## PROBLEM STATEMENT
Go through the data that follows and restate each line exactly as it reads.

[Collected data]
⟨
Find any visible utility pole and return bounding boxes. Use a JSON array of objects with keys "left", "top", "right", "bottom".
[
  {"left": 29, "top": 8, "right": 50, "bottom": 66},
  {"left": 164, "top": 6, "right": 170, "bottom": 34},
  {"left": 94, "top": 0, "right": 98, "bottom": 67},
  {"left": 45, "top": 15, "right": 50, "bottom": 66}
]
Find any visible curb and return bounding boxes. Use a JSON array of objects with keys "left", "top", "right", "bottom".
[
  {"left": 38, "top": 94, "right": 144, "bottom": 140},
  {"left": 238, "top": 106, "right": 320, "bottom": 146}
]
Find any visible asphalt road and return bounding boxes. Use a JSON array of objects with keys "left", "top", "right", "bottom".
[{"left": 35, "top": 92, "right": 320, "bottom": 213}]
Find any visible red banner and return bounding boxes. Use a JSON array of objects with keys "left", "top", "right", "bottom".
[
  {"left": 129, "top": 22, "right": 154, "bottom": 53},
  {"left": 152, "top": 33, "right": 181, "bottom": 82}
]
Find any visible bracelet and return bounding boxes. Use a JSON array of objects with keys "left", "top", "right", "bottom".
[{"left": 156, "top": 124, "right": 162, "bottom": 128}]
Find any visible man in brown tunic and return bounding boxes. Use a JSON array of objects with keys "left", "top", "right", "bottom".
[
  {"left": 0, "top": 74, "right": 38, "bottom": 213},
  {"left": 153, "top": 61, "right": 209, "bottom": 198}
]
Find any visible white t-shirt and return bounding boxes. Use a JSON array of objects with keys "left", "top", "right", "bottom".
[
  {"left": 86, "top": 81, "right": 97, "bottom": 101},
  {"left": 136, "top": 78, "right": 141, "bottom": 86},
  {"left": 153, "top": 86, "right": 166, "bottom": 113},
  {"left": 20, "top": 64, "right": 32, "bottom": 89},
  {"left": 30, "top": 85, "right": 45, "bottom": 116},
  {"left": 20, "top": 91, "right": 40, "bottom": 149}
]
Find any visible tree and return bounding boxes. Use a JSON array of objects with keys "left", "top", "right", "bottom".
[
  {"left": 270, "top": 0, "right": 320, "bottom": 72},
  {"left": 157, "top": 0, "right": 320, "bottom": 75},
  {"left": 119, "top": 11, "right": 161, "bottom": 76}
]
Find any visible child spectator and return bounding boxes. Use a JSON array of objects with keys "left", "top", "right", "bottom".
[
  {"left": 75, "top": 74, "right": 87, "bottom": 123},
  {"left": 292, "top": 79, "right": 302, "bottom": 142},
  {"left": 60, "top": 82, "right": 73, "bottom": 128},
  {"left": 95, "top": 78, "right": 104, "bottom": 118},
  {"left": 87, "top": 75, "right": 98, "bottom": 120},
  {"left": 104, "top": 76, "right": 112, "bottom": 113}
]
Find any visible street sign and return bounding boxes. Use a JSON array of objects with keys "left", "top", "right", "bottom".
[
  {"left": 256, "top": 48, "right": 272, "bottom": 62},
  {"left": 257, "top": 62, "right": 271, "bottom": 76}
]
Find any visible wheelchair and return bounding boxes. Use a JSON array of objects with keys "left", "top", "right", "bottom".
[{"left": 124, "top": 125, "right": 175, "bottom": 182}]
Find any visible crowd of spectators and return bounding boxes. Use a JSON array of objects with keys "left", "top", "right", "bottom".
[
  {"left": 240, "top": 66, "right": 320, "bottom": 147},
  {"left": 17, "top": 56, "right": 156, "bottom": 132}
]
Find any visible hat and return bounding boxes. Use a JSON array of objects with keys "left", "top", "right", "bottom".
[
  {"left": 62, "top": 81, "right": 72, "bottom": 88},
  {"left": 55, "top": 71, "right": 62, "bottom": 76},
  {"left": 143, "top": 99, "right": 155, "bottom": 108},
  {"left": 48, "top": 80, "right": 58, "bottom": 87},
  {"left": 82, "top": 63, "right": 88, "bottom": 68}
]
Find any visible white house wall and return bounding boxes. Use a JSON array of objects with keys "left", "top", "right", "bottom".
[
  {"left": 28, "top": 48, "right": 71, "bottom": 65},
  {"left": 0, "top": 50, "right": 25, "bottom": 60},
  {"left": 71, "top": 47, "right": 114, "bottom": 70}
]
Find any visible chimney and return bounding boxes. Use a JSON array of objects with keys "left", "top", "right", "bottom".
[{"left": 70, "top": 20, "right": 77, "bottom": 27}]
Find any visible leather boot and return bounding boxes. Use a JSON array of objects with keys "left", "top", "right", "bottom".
⟩
## ANSWER
Find any visible utility pole and return bounding boxes. Use a JSON array of objects with keys "left", "top", "right", "bottom".
[
  {"left": 29, "top": 8, "right": 50, "bottom": 66},
  {"left": 164, "top": 6, "right": 170, "bottom": 34},
  {"left": 94, "top": 0, "right": 98, "bottom": 67},
  {"left": 45, "top": 15, "right": 50, "bottom": 66}
]
Find any visible curb and return bounding boxes. Use a JSON array of objects with keys "left", "top", "right", "bottom".
[
  {"left": 38, "top": 94, "right": 144, "bottom": 140},
  {"left": 238, "top": 106, "right": 320, "bottom": 146}
]
Find any visible asphalt road and return bounding boxes. Use a JSON array of objects with keys "left", "top", "right", "bottom".
[{"left": 35, "top": 92, "right": 320, "bottom": 213}]
Find any visible red banner and return bounding boxes. Use a JSON array of objects with keys "left", "top", "right", "bottom".
[
  {"left": 129, "top": 22, "right": 154, "bottom": 53},
  {"left": 152, "top": 33, "right": 181, "bottom": 82}
]
Find any visible bracelet and return bounding boxes. Use a JSON array of objects with keys "left", "top", "right", "bottom".
[{"left": 156, "top": 124, "right": 162, "bottom": 128}]
Find any visible man in brown tunic and return bounding boxes. Use a JSON array of objects with keys "left", "top", "right", "bottom".
[
  {"left": 0, "top": 74, "right": 38, "bottom": 213},
  {"left": 153, "top": 61, "right": 209, "bottom": 198}
]
Find any visible white t-shirt and return bounding boxes. Use a JSON array of objects with keys "left", "top", "right", "bottom".
[
  {"left": 86, "top": 81, "right": 97, "bottom": 101},
  {"left": 136, "top": 78, "right": 141, "bottom": 86},
  {"left": 153, "top": 86, "right": 166, "bottom": 113},
  {"left": 20, "top": 64, "right": 32, "bottom": 89},
  {"left": 30, "top": 85, "right": 45, "bottom": 116},
  {"left": 20, "top": 91, "right": 40, "bottom": 149}
]
Find any visible tree and return bounding boxes. Use a JSON array of objects with keys "left", "top", "right", "bottom".
[
  {"left": 270, "top": 0, "right": 320, "bottom": 72},
  {"left": 157, "top": 0, "right": 320, "bottom": 75},
  {"left": 119, "top": 11, "right": 161, "bottom": 76}
]
Find any visible child spectator and return bounding boxes. Use a JSON array of objects with keys "left", "top", "right", "bottom".
[
  {"left": 75, "top": 74, "right": 87, "bottom": 123},
  {"left": 292, "top": 79, "right": 302, "bottom": 142},
  {"left": 60, "top": 82, "right": 73, "bottom": 128},
  {"left": 95, "top": 78, "right": 104, "bottom": 118},
  {"left": 87, "top": 75, "right": 98, "bottom": 120},
  {"left": 104, "top": 76, "right": 112, "bottom": 113}
]
Find any visible street sign and return bounding boxes. Use a JSON array of objects with keys "left", "top", "right", "bottom".
[
  {"left": 256, "top": 48, "right": 272, "bottom": 62},
  {"left": 257, "top": 62, "right": 271, "bottom": 76}
]
Find any visible wheelchair and return bounding boxes. Use a JSON array of objects with keys "left", "top", "right", "bottom".
[{"left": 124, "top": 125, "right": 175, "bottom": 182}]
Find any visible crowd of spectators and return bounding boxes. Use a JSON array of objects with keys "left", "top", "right", "bottom".
[
  {"left": 240, "top": 66, "right": 320, "bottom": 147},
  {"left": 17, "top": 56, "right": 156, "bottom": 132}
]
Find any visible hat and return bounding boxes. Use a JSON array of objects with keys "left", "top", "right", "bottom".
[
  {"left": 62, "top": 81, "right": 72, "bottom": 88},
  {"left": 55, "top": 71, "right": 62, "bottom": 76},
  {"left": 143, "top": 99, "right": 155, "bottom": 108},
  {"left": 48, "top": 80, "right": 58, "bottom": 87},
  {"left": 82, "top": 63, "right": 88, "bottom": 68}
]
Find any visible white house wall and return bounding boxes. Use a JSON array of objects with keys "left", "top", "right", "bottom".
[
  {"left": 28, "top": 48, "right": 71, "bottom": 65},
  {"left": 0, "top": 50, "right": 25, "bottom": 60},
  {"left": 71, "top": 47, "right": 114, "bottom": 70}
]
Find any visible chimney and return bounding boxes. Use a JSON array of objects with keys "left", "top", "right", "bottom".
[{"left": 70, "top": 20, "right": 77, "bottom": 27}]
Find any visible leather boot and return bounding boxes. Use a JSON array of objects with keys "left", "top", "right", "bottom".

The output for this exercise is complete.